## GIVEN TEXT
•••
Yeah, sure. "Back massagers".
posted by graventy at 7:36 PM on March 3, 2006


Well, yea I didn't win 1st prize or anything...
posted by samsara at 7:37 PM on March 3, 2006


Plants are fags.
posted by fleetmouse at 7:40 PM on March 3, 2006


Assuming it's at all true, and it actually is a consonance issue, it doesn't matter that they [the plants] don't know about the concept of consonance—all that matters is that the consonance exists.

We call it "consonance", but there is math that can describe it. Therefore, objects and organisms that don't understand the concept itself could still be affected.
posted by secret about box at 7:41 PM on March 3, 2006


"If I listened to constant rock music from the 70s over a few days, I'd probably die too. And so would you."


You're wrong. They call that "the weekend" where I come from. And I've never died from it. (though I have been hungover on Monday once or twice)
posted by stenseng at 7:50 PM on March 3, 2006


Playing music to plants is one of the recurring topics at science fairs. I've judged 3 or 4, and always someone does the music and plants thing.
•••
## EXERCISES TO COMPLETE
• A. Decide whether each statement below agrees with the comment thread, answering yes or no and quoting the deciding words: (i) stenseng says they have never died from rock music over a weekend; (ii) the science fair judge says they have judged ten or more fairs; (iii) secret about box says plants must understand consonance to be affected by it.
• B. In the comment thread, what is named as one of the recurring topics at science fairs?

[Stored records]
•••
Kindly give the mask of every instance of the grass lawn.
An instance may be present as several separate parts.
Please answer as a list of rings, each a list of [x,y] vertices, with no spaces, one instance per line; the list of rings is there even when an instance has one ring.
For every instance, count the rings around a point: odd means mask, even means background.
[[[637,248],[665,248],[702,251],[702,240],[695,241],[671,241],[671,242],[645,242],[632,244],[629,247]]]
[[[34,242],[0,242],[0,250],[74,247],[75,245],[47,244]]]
•••
## WORKED SOLUTIONS
• A.
(i) Yes: "And I've never died from it."
(ii) No: "I've judged 3 or 4"
(iii) No: "it doesn't matter that they [the plants] don't know about the concept of consonance"

• B. Playing music to plants.